◆ **Record set**:

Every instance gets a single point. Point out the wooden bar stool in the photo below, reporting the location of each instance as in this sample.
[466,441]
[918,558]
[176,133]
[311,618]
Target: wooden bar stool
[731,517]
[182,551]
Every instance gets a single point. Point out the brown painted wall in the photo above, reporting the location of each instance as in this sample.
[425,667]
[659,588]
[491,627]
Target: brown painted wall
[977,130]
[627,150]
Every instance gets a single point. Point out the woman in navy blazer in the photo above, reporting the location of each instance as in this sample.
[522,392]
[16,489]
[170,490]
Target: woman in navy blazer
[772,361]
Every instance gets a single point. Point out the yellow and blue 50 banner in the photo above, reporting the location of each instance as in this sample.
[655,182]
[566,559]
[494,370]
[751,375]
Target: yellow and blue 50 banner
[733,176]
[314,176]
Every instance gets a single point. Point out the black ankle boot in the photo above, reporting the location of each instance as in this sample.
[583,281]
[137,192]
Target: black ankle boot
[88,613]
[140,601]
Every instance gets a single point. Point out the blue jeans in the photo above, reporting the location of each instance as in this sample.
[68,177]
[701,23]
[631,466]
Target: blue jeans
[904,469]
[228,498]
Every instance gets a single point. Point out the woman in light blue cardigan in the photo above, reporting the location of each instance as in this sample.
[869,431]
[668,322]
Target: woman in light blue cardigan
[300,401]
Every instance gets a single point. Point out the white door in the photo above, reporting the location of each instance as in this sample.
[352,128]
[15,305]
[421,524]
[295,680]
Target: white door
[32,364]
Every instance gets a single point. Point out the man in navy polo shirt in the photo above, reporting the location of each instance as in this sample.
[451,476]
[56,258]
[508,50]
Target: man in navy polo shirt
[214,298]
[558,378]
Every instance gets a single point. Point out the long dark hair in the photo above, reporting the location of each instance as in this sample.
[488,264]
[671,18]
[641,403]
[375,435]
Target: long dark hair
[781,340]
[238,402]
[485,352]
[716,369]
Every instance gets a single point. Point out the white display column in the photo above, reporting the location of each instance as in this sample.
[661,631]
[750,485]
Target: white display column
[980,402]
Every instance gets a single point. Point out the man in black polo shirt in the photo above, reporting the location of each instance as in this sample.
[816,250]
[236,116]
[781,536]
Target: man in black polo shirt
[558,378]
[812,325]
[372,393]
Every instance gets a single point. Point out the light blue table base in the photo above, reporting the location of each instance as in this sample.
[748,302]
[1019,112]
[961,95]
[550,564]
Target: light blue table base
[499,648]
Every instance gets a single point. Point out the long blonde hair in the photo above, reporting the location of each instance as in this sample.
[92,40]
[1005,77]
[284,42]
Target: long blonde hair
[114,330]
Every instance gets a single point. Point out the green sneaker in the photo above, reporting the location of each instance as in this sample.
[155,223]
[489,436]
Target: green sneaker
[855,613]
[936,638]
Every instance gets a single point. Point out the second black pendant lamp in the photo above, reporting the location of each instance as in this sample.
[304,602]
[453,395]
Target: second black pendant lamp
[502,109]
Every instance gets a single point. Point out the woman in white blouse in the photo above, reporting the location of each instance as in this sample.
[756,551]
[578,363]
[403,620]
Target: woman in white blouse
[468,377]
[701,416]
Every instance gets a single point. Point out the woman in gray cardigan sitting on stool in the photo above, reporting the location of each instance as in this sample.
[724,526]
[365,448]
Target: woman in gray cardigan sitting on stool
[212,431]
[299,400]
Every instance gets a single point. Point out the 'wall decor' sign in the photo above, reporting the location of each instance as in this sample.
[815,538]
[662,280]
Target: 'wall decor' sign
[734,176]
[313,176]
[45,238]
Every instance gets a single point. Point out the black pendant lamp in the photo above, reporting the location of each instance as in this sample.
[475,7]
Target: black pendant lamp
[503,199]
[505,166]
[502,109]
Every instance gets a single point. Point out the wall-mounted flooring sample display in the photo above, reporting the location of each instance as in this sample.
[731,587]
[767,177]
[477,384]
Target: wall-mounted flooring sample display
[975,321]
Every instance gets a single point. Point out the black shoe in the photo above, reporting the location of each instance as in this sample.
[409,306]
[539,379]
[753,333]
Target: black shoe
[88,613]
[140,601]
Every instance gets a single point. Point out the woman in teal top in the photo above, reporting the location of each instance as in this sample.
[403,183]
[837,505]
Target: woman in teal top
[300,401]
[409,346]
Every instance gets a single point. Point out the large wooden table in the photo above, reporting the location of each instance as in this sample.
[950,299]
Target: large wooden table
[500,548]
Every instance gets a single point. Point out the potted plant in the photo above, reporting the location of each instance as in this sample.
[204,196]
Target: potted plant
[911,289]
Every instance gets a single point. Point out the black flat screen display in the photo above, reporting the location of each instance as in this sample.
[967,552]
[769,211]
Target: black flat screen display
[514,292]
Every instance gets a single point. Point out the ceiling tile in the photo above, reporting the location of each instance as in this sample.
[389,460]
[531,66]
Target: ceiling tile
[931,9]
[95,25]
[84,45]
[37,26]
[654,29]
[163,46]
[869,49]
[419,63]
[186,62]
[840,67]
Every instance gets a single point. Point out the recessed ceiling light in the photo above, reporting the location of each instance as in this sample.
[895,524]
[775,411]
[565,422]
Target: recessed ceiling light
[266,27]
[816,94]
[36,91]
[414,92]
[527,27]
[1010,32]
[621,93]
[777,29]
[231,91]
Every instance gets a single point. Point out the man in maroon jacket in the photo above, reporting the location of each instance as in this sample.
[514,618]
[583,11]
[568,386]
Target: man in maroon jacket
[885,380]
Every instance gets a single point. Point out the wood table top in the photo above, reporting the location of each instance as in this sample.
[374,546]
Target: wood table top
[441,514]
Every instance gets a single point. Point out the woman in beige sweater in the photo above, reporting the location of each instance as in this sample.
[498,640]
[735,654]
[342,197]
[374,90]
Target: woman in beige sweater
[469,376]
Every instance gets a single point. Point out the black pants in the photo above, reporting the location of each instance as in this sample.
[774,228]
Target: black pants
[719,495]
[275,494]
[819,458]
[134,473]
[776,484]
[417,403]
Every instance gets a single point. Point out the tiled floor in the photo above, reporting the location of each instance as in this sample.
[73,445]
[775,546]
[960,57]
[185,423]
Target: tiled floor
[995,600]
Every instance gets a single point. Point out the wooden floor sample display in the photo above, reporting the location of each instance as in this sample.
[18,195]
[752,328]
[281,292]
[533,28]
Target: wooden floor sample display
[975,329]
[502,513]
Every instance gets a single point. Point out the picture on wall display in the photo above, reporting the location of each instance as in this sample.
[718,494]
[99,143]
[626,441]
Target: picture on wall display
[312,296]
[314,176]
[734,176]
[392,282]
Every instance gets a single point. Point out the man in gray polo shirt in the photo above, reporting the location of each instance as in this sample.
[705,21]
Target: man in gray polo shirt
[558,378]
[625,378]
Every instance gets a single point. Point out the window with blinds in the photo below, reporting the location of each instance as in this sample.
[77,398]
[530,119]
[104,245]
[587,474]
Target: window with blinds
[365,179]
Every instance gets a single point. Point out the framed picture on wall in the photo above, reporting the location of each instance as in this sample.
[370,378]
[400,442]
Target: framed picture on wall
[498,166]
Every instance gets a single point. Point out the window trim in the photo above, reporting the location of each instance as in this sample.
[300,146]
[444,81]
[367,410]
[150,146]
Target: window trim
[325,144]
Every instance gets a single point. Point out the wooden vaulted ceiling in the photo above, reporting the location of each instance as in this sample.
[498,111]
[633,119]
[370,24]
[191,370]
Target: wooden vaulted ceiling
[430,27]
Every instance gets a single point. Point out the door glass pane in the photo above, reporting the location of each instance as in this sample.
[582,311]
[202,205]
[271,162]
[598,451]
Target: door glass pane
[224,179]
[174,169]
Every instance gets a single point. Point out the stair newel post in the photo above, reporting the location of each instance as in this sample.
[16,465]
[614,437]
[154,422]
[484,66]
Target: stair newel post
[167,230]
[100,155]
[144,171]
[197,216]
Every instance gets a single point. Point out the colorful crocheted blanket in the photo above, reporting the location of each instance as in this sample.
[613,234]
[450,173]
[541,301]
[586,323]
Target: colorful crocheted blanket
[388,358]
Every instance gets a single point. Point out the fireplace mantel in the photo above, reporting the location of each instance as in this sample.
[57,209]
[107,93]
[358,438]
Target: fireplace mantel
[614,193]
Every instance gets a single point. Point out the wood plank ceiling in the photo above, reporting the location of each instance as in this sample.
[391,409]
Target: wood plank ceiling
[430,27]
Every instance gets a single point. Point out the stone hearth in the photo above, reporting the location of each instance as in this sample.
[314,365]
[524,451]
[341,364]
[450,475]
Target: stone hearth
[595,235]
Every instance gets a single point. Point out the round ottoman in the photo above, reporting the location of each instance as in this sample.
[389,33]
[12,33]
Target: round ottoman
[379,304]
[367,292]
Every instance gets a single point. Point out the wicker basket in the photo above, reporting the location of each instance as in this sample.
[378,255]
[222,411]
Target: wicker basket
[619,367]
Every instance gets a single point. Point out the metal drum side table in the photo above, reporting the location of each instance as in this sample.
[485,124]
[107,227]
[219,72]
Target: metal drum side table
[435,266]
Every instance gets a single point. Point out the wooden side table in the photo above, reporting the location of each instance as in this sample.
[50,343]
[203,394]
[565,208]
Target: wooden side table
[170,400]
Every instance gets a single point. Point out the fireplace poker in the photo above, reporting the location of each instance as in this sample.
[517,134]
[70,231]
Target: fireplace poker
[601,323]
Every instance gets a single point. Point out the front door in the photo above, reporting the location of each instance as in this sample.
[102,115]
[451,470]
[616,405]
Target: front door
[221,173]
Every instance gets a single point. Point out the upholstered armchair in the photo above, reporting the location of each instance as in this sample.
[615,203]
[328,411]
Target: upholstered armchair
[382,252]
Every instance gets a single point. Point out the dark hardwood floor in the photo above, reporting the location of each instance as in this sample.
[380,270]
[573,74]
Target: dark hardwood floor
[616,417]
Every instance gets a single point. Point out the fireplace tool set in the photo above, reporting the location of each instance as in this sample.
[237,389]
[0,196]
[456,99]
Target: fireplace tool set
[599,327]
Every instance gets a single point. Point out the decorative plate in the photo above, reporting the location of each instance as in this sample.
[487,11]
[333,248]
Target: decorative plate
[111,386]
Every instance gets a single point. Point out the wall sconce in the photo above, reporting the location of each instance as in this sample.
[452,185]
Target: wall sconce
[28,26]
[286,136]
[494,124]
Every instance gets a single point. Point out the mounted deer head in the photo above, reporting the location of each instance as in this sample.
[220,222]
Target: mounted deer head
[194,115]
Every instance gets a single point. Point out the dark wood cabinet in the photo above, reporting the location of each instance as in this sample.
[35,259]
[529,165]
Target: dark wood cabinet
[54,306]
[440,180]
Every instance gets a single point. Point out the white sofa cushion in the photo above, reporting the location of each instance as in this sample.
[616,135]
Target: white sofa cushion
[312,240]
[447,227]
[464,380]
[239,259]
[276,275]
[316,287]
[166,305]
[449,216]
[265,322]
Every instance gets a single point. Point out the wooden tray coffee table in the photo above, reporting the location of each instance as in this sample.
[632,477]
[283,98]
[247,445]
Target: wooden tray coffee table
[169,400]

◆ **What to do**:
Scan the listing above for the word "below" and copy every line that holds it.

◆ **Answer box**:
Every instance gets a single point. Point out the wooden bar stool in the photo below, reporting the location of each instance as in this sample.
Every instance gets a single point. Point out the window with blinds in the photo below, reporting the location of each instance as in this sample.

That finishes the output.